== INPUT DATA

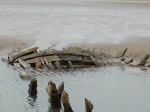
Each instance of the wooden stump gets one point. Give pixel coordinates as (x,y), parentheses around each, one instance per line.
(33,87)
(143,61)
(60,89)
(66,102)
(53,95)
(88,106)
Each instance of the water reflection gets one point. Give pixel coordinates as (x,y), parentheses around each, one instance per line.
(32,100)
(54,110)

====
== INPUT DATA

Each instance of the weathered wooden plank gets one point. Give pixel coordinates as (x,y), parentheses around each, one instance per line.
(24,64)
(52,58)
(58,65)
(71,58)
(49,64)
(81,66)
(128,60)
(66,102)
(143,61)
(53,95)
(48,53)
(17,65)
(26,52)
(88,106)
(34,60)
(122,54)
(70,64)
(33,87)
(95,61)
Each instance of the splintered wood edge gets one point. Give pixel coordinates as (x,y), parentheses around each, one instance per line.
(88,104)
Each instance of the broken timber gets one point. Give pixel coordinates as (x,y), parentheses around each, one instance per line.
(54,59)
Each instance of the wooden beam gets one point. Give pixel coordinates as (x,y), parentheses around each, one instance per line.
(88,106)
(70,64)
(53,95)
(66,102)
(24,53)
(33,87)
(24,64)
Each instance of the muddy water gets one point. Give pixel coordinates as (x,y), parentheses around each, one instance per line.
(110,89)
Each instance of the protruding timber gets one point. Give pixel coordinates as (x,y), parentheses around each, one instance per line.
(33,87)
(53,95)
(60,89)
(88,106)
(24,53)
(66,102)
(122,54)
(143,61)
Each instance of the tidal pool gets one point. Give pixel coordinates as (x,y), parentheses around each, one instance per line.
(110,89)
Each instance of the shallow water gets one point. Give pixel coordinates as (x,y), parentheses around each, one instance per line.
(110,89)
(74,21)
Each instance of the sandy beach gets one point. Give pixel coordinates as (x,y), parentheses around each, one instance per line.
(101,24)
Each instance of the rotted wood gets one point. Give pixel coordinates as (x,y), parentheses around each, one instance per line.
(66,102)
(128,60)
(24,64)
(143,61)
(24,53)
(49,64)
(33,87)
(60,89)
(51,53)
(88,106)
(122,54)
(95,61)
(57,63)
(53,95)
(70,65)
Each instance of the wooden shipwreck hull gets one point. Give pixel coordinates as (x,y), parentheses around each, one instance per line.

====

§ **WHAT THIS TASK INVOLVES**: Please give only the number of rows above that contain the word "wooden".

§ **WRITTEN ANSWER**: 4